Excerpts from a dataset:
▬▬▬▬▬▬▬▬▬▬
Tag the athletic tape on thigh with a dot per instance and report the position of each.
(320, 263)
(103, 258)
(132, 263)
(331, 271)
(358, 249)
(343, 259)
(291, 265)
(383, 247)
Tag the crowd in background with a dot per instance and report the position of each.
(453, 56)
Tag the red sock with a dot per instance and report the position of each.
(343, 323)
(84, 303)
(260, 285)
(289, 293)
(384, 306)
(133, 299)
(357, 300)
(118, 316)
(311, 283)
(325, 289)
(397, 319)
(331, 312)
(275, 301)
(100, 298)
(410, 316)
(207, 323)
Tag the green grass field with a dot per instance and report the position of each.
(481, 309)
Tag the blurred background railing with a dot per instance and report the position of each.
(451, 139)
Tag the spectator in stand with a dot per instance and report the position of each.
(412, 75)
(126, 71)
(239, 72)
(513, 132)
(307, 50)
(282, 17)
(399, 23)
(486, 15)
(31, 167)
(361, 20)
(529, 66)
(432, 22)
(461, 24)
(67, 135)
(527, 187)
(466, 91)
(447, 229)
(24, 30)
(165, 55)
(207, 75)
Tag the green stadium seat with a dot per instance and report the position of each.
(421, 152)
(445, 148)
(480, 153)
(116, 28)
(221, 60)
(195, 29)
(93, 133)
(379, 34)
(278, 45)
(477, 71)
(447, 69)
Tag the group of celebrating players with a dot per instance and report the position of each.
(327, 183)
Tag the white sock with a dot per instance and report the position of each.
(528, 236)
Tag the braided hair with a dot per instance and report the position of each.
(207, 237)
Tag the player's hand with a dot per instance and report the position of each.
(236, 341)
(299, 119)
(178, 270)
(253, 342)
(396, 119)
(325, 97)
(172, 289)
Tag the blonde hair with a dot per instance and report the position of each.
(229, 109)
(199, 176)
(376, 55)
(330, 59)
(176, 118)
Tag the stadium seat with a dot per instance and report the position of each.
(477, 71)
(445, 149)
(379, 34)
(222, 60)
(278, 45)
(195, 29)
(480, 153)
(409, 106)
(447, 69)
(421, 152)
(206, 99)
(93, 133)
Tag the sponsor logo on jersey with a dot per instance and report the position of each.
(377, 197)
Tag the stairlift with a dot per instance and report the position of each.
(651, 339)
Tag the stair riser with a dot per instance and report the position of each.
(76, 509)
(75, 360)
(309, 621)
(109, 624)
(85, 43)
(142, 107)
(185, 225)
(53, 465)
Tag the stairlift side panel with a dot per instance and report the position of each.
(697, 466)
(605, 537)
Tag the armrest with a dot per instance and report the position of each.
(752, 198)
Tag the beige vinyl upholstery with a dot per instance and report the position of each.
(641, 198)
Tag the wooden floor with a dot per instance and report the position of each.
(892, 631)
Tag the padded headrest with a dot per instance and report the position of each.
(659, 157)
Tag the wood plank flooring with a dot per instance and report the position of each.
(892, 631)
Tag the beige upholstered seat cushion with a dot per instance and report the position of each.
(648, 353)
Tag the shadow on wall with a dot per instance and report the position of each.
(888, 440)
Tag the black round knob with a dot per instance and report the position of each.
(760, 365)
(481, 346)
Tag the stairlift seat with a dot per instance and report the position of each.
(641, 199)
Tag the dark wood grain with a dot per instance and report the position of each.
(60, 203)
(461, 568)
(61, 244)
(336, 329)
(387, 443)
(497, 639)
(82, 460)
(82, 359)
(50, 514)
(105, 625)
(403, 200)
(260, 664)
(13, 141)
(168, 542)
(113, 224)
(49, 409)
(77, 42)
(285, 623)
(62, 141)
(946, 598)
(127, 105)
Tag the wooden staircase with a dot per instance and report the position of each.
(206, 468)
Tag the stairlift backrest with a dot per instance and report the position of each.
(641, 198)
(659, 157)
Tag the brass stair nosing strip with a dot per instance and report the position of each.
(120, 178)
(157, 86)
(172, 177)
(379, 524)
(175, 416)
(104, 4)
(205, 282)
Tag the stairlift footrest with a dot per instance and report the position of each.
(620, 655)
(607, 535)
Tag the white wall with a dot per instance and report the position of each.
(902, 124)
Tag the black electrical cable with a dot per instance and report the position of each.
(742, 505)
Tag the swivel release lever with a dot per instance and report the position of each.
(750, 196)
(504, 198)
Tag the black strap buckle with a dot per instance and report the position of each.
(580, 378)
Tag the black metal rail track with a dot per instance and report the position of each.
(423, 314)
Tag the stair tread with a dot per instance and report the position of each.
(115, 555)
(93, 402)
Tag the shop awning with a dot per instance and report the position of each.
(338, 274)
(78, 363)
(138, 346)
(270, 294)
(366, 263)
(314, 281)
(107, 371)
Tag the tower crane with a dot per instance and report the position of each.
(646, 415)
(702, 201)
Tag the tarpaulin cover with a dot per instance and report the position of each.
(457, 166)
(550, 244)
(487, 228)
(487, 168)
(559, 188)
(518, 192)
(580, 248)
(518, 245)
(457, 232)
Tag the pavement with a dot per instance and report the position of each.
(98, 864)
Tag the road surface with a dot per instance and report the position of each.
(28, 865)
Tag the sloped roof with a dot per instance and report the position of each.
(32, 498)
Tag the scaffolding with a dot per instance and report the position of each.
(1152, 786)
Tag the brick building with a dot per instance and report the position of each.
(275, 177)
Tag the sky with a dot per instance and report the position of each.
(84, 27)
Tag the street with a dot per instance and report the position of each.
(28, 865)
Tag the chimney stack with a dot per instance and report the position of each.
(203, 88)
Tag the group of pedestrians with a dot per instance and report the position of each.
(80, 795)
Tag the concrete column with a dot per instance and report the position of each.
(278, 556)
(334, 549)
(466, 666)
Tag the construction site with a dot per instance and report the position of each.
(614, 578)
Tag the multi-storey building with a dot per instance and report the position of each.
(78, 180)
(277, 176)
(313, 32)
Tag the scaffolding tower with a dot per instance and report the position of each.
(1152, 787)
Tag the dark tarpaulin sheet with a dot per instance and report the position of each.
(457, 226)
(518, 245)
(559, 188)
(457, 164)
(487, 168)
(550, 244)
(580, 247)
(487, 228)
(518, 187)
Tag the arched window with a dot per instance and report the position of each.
▬▬▬▬▬▬▬▬▬▬
YOUR INSTRUCTIONS
Output every entry word for word.

WRITTEN SOLUTION
Tag the athletic tape on thigh with a dot per instance and report the position of each.
(320, 263)
(103, 258)
(132, 263)
(331, 271)
(358, 249)
(343, 259)
(291, 265)
(383, 247)
Tag the crowd in background with a dot per instance and report the position of each.
(453, 56)
Tag the red sock with a dot per instance and report the position of each.
(343, 323)
(84, 303)
(260, 285)
(289, 293)
(384, 306)
(133, 299)
(357, 300)
(118, 316)
(311, 283)
(325, 289)
(397, 319)
(331, 312)
(275, 301)
(100, 298)
(410, 316)
(207, 323)
Tag the green grass field with a dot per instance and report the position of each.
(481, 309)
Tag the blurred background railing with a dot per instance and report the position of each.
(451, 139)
Tag the spectator in stand with a dot per instance and report the position of each.
(412, 75)
(126, 71)
(239, 72)
(513, 132)
(307, 50)
(282, 17)
(399, 23)
(486, 15)
(31, 167)
(361, 20)
(529, 66)
(432, 22)
(461, 24)
(67, 135)
(527, 187)
(466, 91)
(447, 229)
(24, 30)
(165, 55)
(207, 75)
Tag the green stadium seat with a dot per instance and report the position of each.
(421, 152)
(445, 148)
(480, 153)
(116, 28)
(221, 60)
(195, 29)
(93, 133)
(379, 34)
(278, 45)
(477, 71)
(447, 69)
Tag the group of celebrating players with a dot per instance and report the position of each.
(327, 183)
Tag the white sock with a dot per instance and report the position of each.
(528, 236)
Tag the braided hair with a dot per instance and report the position of each.
(207, 237)
Tag the player's hand with a dot per instance and report the position of each.
(236, 341)
(299, 119)
(178, 270)
(253, 342)
(396, 119)
(325, 97)
(172, 289)
Tag the blonde hair with a dot per instance and report the position of each.
(229, 109)
(199, 176)
(376, 55)
(330, 59)
(176, 118)
Tag the stadium seat with a dot per instance and report the position of each.
(477, 71)
(445, 149)
(379, 34)
(222, 60)
(278, 45)
(195, 29)
(480, 153)
(409, 106)
(447, 69)
(421, 152)
(206, 99)
(93, 133)
Tag the sponsor logo on jersey with a dot per instance and report the position of each.
(377, 197)
Tag the stairlift with a dot per instance and report the position of each.
(651, 339)
Tag the stair riser with a dot per instance and report the position of each.
(76, 509)
(75, 360)
(309, 621)
(109, 624)
(85, 43)
(142, 107)
(185, 225)
(53, 465)
Tag the stairlift side panel with a dot per instance and report the position of each.
(697, 466)
(605, 537)
Tag the armrest with a dot per instance and report the position of each.
(752, 198)
Tag the beige vinyl upholstery with a dot per instance and report the position of each.
(641, 198)
Tag the wooden floor with a dot per instance and report the position of each.
(892, 631)
Tag the padded headrest with a dot per instance and report the position of each.
(659, 157)
Tag the wood plank flooring with a dot per instance and report the position of each.
(892, 631)
Tag the beige upholstered seat cushion with a dot per instance and report the position of each.
(648, 353)
Tag the shadow on wall with a dot per instance and report the position of each.
(888, 440)
Tag the black round knob with a dot per instance and report the position of each.
(760, 365)
(481, 346)
Tag the stairlift seat with a dot per instance and report the position of each.
(641, 199)
Tag the dark wood grain with a dot per instance and report the position of each.
(60, 203)
(461, 568)
(61, 244)
(336, 329)
(387, 443)
(497, 639)
(82, 460)
(82, 359)
(50, 514)
(105, 625)
(403, 200)
(260, 664)
(13, 141)
(168, 542)
(113, 224)
(49, 409)
(77, 42)
(285, 623)
(62, 141)
(946, 598)
(127, 105)
Tag the wooden staircase with a dot per instance and report the position of each.
(206, 468)
Tag the stairlift backrest with a dot per instance and report the position of each.
(641, 198)
(659, 157)
Tag the brass stair nosing strip with a dot per instance and report the position of each.
(120, 178)
(157, 86)
(172, 177)
(379, 524)
(175, 416)
(104, 4)
(205, 282)
Tag the stairlift footrest with a dot per instance and report the position of each.
(620, 655)
(607, 535)
Tag the white wall with a dot per instance and report the position of each.
(902, 124)
Tag the black electrical cable with a dot per instance and report the position of each.
(742, 505)
Tag the swivel release lever with a dot per instance and report the position of each.
(750, 196)
(504, 198)
Tag the black strap buckle with a dot per instance and report the position of each.
(580, 378)
Tag the black metal rail track with a dot per instance and report the position of each.
(423, 314)
Tag the stair tread with a dot per instance and report the position of each.
(115, 555)
(93, 402)
Tag the shop awning with a dot per instance and report the position of each.
(338, 274)
(78, 363)
(138, 346)
(270, 294)
(366, 263)
(314, 281)
(107, 371)
Tag the tower crane with a dot per instance and report the position of each.
(646, 415)
(702, 201)
Tag the tarpaulin cover with a dot per instance and report the position of each.
(457, 166)
(550, 244)
(487, 228)
(487, 168)
(559, 188)
(518, 192)
(580, 248)
(518, 245)
(457, 232)
Tag the pavement with a dot per instance and report the position of each.
(98, 864)
Tag the road surface with a dot per instance and report the position of each.
(28, 865)
Tag the sloped roof with a dot per instance and report the position of each.
(32, 498)
Tag the scaffolding with a dot per instance and report the position of each.
(1152, 786)
Tag the brick building with a dot per instance and report the position of each.
(275, 177)
Tag the sky with a dot per instance and report the position of each.
(84, 27)
Tag the street with a dot per instance and report the position of each.
(28, 865)
Tag the chimney stack with a dot per instance and report the position of each.
(203, 88)
Tag the group of pedestrians with a dot per instance and report the position of each.
(80, 795)
Tag the concrete column with a dot per instance and report the position of each.
(278, 556)
(334, 549)
(466, 666)
Tag the construction site with a dot per instance and report the position of each.
(614, 578)
Tag the multi-storey building with a dot per instance and report the position of each.
(78, 180)
(277, 176)
(313, 32)
Tag the scaffolding tower with a dot per instance and report the position of each.
(1152, 787)
Tag the dark tarpaulin sheet with a dot per instance and report the position of each.
(457, 226)
(518, 245)
(559, 188)
(457, 164)
(487, 168)
(550, 244)
(580, 247)
(487, 228)
(518, 187)
Tag the arched window with a dot per instance and report the position of each.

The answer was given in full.